_Set exercise_
Rewrite the stretch from the line containing "For the audit set, annotate each instance of the moored" through the end of the lines, changing "audit set" to "review set" and leaving everything else as it is.

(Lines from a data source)
════

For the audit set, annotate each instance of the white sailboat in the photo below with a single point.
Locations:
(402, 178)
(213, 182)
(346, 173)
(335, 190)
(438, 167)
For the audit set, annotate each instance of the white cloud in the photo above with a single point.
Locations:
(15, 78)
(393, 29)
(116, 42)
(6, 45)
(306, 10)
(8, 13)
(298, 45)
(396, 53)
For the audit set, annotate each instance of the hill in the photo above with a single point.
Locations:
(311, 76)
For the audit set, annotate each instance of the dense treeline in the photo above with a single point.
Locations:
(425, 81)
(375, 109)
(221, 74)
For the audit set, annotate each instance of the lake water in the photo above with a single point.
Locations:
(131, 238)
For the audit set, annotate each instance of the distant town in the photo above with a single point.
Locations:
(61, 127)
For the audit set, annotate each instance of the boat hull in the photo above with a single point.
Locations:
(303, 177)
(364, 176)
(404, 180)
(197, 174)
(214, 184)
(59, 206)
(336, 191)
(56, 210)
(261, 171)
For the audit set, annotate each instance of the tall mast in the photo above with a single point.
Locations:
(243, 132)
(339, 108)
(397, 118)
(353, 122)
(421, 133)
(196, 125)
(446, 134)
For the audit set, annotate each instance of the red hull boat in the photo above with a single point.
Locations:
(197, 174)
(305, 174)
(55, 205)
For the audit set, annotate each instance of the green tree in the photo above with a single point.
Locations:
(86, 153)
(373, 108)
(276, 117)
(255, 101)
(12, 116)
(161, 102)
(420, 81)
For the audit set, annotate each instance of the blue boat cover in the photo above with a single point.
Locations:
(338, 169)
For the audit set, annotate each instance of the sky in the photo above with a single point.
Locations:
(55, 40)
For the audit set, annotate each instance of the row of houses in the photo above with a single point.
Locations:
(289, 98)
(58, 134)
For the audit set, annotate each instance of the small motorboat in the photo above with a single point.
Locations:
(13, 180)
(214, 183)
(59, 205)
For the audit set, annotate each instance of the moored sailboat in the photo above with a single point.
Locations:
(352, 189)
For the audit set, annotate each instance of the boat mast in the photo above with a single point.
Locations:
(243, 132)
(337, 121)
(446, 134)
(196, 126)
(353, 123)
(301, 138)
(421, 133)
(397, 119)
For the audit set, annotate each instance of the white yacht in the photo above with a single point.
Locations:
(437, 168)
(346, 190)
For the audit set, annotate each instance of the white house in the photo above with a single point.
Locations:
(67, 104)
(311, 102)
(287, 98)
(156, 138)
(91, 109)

════

_Expected answer_
For the review set, annotate each instance of the moored sailboat in the photo above with a single point.
Locations:
(352, 189)
For the review set, annotate each instance of the boat mast in the photo above with a single point.
Locations:
(243, 132)
(337, 121)
(446, 134)
(196, 126)
(353, 123)
(301, 138)
(421, 133)
(397, 119)
For the review set, annotate each instance of the white yacht in the photo above with a single point.
Locations:
(437, 168)
(346, 190)
For the review set, annotate each instance of the white house in the photo above with a single point.
Locations:
(67, 104)
(311, 102)
(287, 98)
(156, 138)
(91, 109)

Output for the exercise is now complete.